Цитируемый отрывок:
● ● ● ● ●

Тайна эта столь проста, столь доступна разумному пониманию, и так плохо большевики ее хранят, что вновь прибывшие нам не хотят верить: — Да неужели до сих пор — до сих пор! находятся здесь русские или иностранцы, которые воображают, что в России — революция, диктатура пролетариата, советы? Да что же это за наивность! Ведь ничего же этого нет! Что делают те, кто вырвался оттуда и знает? Что вы делали?
И напрасно мы уверяем, что наивен — он сам, новоприезжий; что мы, и не одни мы, только и делали с утра до вечера, что пером, живым словом, всеми способами пытались и пытаемся открыть правду о России: да у здешних людей уши занавешены.
Ведь в самом деле ничего нет в России уже года два: ни революции, — вместо нее тишина кладбища, ни диктатуры пролетариата, — какой я был пролетариатишка, — скручен, перестрелян; ни советов, — они заменены назначенными от власти учреждениями. (Слава Богу, выздоравливающий народ уже кричит: долой подлые «советы».)
Мало того, что нет этих трех вещей, написанных на большевистской вывеске. Нет еще тысячи, миллиона вещей, — вообще всего, что может прийти в голову. Вот это нет, чистое отсутствие намека на свободу, на все, что составляет человеческую жизнь, надо взять за исходную точку, начиная разговор о большевиках. Их принцип, их пафос — нетовщина.
«Жизни нет!» — стонет каждый красноармеец, опоминаясь на мгновенье. Отрицание жизни, принцип нетовщины, естественно рождает и совдепский террор, доселе никогда неслыханный. Убивают «походя», почти не замечая, одного за другого, так, кто под руку попал. Не личность обесценена — просто сама жизнь обесценилась; на нее, как и на всякое ее проявление, большевики говорят «нет», а так как они имеют физическую власть, то свое «нет» непрерывно и воплощают.

● ● ● ● ●

Записи:
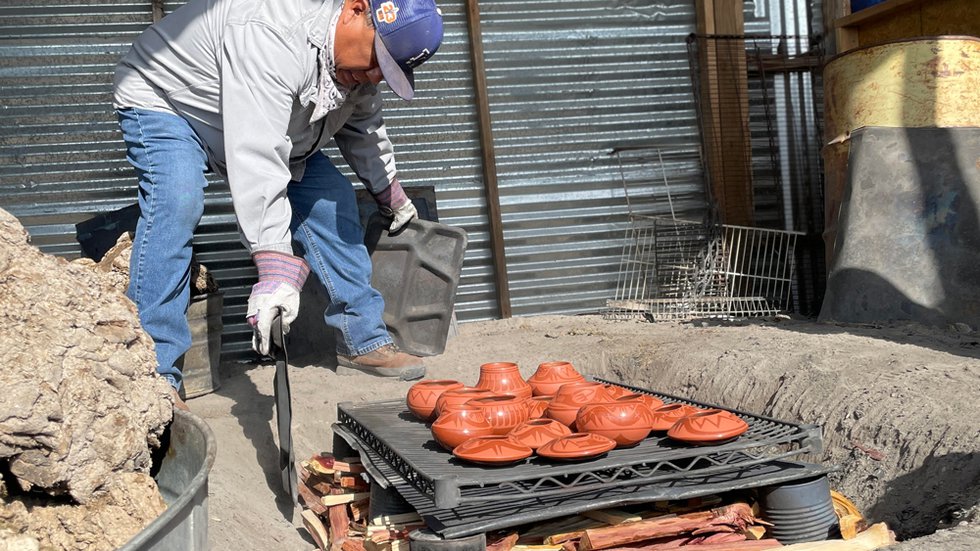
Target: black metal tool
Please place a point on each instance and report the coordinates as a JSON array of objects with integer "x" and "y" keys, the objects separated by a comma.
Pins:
[{"x": 284, "y": 410}]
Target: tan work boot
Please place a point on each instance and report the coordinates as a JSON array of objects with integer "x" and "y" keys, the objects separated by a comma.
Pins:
[{"x": 386, "y": 361}]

● ● ● ● ●

Переведите на английский язык это предложение из отрывка о большевиках: «Мало того, что нет этих трех вещей, написанных на большевистской вывеске». Отвечать нужно только по отрывку.

It is not enough that these three things written on the Bolshevik signboard do not exist.